== Extract provided ==

begin

# Proverb 18:1



## baron (Feb 26, 2009)

Does any one know the meaning of this verse?

Through desire a man, having separated himself, seeketh and intermeddleth with all wisdom. KJV

What does the word intermeddleth mean in English? I could not find a meaning to this word.

What I find is two very diffrent comments on the same verse. Those who use the KJV say this man has devoted himself to find out all wisdom. This is also the reading of the Geneva Bible. The newer versions NKJV, ESV, NASB, seem to say the opposite of the KJV. 

Thans for any help.


----------



## Hamalas (Feb 26, 2009)

Well we really need some Hebrew scholars at this point, but I'll feel free to give my uneducated and unsolicited advice anyway.  

I'm looking at the ESV:


> Whoever isolates himself seeks his own desire; he breaks out against all sound judgment.


The all-knowing footnotes in my monolithic ESV Study Bible suggest that the word used here refers to someone who is reclusive or divisive. So I don't know that it's someone withdrawing himself to _seek_ knowledge as much as it is someone withdrawing himself _from_ knowledge.


----------



## VictorBravo (Feb 26, 2009)

I think that ESV translation is a fair rendering (though I'm no scholar).

My old 1928 Webster's has intermeddle as meaning to "meddle impertinently and officiously and usually so as to interfere."

It comes from Ango-French "entremeller" which means to mix, so I thought maybe an old usage was to mix oneself into something, as in being fully absorbed.

But then I looked at the Hebrew and I see the negative connotation. The verb is גּלע or "gala" which means more along the lines of being an obstinate disputer, a breaker, or perhaps a meddler.

So, I think the KJV got it fairly right, but we are not familar with the word these days.


----------



## VictorBravo (Feb 26, 2009)

I should add that Matthew Henry calls it a difficult passage. He notes that it could either mean a man who isolates himself to his own desire becomes an obstinate meddler in the affairs of others, or, it could mean (acknowledging the AV translation) to be an exhortation to separate oneself for the all-consuming pursuit of wisdom.

end

== Supplied records ==
begin

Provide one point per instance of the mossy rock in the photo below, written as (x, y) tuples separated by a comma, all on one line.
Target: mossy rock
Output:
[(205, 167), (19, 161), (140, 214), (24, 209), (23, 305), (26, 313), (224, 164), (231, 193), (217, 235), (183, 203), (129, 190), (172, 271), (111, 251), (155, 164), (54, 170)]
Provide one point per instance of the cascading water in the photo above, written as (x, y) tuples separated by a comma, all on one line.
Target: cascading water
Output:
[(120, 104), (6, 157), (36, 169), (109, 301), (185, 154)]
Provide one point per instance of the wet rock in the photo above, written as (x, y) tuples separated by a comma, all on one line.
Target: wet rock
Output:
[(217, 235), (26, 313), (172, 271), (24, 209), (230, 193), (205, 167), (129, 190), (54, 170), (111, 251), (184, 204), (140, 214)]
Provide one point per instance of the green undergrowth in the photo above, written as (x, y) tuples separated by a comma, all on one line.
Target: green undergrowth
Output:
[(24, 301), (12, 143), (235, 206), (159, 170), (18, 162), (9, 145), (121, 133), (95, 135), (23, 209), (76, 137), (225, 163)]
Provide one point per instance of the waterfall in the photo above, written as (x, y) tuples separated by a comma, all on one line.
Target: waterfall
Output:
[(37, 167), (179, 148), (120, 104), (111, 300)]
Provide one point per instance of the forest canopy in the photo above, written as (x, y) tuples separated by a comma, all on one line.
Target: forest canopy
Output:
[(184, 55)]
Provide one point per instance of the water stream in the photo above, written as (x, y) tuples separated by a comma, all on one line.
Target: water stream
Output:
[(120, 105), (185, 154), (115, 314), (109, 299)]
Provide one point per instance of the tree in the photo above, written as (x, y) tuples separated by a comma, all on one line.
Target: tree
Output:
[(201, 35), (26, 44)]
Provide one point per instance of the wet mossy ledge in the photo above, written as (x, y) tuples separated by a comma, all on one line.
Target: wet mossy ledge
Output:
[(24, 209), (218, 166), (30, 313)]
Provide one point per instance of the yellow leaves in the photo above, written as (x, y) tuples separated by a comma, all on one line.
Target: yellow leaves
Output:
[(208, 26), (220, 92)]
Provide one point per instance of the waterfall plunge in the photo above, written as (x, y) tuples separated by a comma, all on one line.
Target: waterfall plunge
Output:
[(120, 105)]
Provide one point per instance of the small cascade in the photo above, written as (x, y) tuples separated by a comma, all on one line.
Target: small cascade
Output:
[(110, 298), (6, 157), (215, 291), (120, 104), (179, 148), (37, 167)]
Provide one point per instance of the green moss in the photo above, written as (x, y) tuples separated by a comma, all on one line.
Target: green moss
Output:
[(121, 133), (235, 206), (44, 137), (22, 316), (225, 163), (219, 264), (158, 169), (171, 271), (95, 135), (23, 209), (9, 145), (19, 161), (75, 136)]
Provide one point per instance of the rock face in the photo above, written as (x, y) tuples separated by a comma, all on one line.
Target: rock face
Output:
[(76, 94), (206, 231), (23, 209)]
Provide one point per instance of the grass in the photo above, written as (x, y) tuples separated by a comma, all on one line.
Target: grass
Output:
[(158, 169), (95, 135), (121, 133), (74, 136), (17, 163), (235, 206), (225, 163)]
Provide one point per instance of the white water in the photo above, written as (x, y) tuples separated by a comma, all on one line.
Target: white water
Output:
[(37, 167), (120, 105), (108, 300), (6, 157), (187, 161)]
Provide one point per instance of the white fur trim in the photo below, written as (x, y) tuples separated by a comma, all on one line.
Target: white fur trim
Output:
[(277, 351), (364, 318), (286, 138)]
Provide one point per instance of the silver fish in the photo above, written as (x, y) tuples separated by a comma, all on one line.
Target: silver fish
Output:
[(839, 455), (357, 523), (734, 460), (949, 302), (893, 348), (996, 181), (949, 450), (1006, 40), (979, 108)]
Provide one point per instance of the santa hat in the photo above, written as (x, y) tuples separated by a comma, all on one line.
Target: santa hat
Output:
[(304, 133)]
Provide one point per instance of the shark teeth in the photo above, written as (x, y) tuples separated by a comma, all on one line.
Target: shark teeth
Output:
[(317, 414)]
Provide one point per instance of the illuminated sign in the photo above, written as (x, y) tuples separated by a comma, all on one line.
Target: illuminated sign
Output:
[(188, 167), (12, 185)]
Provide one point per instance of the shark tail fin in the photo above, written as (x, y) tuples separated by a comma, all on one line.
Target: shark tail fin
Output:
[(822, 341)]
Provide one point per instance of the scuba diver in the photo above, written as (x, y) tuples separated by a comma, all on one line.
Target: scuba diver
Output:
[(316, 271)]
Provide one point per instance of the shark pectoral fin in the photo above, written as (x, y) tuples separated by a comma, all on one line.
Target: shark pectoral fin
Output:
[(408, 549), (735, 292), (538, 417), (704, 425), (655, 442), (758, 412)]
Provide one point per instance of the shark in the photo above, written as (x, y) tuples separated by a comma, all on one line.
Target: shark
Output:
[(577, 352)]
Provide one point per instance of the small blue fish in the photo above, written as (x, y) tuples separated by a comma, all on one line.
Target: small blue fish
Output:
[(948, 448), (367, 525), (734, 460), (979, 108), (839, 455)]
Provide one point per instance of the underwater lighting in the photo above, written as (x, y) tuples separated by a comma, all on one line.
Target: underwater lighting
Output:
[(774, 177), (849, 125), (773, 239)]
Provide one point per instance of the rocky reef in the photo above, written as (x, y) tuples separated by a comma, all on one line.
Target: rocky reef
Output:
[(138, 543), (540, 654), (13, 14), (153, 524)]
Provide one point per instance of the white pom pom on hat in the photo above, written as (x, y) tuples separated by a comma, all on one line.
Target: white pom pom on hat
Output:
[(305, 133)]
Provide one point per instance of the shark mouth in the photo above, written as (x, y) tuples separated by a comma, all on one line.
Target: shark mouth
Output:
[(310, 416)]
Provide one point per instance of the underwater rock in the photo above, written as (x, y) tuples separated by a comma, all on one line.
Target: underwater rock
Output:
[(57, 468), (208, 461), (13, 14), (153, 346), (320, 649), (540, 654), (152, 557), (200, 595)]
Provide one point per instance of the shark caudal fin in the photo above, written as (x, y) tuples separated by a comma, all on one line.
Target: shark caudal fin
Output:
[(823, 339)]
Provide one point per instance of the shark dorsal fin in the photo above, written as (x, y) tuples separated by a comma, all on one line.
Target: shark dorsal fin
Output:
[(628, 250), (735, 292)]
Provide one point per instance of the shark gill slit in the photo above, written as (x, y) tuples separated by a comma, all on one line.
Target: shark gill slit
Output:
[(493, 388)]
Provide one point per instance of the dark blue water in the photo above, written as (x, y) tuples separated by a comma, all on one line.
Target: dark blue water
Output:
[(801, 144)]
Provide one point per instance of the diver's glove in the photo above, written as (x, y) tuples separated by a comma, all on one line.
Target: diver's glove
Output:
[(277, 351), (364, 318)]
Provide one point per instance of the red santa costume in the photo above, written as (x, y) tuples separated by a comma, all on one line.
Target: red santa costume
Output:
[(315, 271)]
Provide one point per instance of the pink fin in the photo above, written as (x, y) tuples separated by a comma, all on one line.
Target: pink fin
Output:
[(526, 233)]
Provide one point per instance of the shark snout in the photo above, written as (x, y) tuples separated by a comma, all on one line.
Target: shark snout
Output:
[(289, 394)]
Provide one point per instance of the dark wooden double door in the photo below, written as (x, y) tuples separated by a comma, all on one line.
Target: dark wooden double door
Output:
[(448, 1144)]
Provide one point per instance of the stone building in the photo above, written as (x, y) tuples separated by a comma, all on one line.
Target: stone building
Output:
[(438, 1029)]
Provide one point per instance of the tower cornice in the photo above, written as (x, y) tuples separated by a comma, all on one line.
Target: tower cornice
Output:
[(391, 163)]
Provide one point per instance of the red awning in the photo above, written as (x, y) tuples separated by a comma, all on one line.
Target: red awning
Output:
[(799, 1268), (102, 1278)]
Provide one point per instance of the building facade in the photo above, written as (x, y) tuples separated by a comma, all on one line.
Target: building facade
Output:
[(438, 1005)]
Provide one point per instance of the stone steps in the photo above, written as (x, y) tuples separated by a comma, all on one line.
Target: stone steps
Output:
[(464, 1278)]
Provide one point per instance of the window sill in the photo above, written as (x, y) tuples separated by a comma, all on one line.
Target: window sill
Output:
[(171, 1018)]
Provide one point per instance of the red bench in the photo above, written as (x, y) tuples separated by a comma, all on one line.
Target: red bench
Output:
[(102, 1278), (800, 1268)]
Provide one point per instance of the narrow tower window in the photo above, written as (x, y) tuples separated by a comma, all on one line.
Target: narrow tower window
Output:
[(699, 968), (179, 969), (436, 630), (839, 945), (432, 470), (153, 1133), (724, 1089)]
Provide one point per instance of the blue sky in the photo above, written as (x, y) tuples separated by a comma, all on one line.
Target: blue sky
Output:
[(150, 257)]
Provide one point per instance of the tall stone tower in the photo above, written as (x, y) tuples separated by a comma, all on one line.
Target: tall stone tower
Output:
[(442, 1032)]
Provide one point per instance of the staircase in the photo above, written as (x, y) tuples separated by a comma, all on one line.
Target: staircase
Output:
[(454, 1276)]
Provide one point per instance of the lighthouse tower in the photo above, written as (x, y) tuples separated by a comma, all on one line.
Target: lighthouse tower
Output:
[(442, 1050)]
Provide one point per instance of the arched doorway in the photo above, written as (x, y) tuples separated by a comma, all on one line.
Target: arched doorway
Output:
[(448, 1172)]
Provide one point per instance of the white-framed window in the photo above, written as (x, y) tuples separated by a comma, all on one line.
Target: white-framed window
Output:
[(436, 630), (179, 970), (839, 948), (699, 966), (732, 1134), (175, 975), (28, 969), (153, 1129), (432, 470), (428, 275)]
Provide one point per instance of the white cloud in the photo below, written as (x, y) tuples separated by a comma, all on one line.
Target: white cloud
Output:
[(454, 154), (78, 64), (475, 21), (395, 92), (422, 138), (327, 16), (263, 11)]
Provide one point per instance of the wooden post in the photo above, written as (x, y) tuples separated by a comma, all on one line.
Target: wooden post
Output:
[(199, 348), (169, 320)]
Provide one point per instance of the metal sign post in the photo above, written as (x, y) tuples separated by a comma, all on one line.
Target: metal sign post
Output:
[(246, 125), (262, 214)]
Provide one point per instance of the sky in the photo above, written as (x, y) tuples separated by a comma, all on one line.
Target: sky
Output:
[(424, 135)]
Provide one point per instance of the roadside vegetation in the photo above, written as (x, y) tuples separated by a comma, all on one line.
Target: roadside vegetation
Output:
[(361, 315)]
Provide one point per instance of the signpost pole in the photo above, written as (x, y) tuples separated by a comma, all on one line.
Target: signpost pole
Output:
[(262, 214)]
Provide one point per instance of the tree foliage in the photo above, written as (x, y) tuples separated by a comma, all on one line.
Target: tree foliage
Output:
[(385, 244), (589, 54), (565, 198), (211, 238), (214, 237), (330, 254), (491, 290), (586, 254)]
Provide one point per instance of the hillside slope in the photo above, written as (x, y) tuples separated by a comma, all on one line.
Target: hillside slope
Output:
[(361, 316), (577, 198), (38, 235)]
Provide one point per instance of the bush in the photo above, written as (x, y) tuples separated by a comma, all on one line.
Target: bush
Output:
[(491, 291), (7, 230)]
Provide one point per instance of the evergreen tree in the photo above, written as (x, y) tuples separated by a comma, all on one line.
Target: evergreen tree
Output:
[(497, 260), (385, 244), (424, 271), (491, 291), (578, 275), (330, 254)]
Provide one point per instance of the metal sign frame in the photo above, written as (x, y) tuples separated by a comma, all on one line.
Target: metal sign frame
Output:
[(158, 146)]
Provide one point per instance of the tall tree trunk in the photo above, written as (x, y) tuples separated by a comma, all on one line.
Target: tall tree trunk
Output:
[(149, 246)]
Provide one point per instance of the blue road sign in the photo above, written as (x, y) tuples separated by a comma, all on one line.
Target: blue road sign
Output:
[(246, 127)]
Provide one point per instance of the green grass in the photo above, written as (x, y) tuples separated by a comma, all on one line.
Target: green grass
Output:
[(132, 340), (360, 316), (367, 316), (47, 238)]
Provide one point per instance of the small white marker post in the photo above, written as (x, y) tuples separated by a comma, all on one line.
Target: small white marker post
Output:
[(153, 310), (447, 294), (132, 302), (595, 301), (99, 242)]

end

== Task set ==
- A) List the distinct usernames of the people who posted in the forum thread on Proverbs 18:1.
- B) Shift the coordinates in the records by adding 143 to every number. Rewrite the part of the records that opens with the line containing "Provide one point per instance of the tree in" and closes with the line containing "[(277, 351), (364, 318), (286, 138)]", including both of those lines.
The forum thread and the records come from unrelated sources.

== Response list ==
- A)
baron
Hamalas
VictorBravo

- B)
Provide one point per instance of the tree in the photo above, written as (x, y) tuples separated by a comma, all on one line.
Target: tree
Output:
[(344, 178), (169, 187)]
Provide one point per instance of the wet mossy ledge in the photo above, written as (x, y) tuples separated by a comma, all on one line.
Target: wet mossy ledge
Output:
[(167, 352), (361, 309), (173, 456)]
Provide one point per instance of the yellow leaves in the photo above, written as (x, y) tuples separated by a comma, all on one line.
Target: yellow leaves
Output:
[(351, 169), (363, 235)]
Provide one point per instance of the waterfall plunge in the photo above, written as (x, y) tuples separated by a comma, all on one line.
Target: waterfall plunge
Output:
[(263, 248)]
Provide one point per instance of the small cascade in the photo above, written as (x, y) tuples separated by a comma, all on one line.
Target: small cascade
Output:
[(253, 441), (149, 300), (358, 434), (263, 247), (322, 291), (180, 310)]
Provide one point per instance of the green moss in the photo above, written as (x, y) tuples separated by a comma, all on one line.
Target: green moss
Output:
[(264, 276), (378, 349), (187, 280), (165, 459), (368, 306), (362, 407), (301, 312), (314, 414), (238, 278), (166, 352), (152, 288), (162, 304), (218, 279)]
Provide one point per instance of the rock face in the photo above, written as (x, y) tuples separated by a comma, all on one line.
Target: rock face
Output:
[(219, 237), (349, 374), (166, 352)]
Provide one point per instance of the grass in the photo above, written as (x, y) tuples separated by a comma, all on one line.
Target: grass
Output:
[(301, 312), (238, 278), (264, 276), (217, 279), (160, 306), (378, 349), (368, 306)]
Provide one point per instance of the white water in the photo above, written as (x, y) tuples separated by a comma, all on one line.
Target: white water
Output:
[(180, 310), (263, 248), (251, 443), (149, 300), (330, 304)]
Provide one point per instance of the white fur trim in the photo below, written as (x, y) tuples separated by a comma, all on one line.
Target: white fur trim
Output:
[(420, 494), (507, 461), (429, 281)]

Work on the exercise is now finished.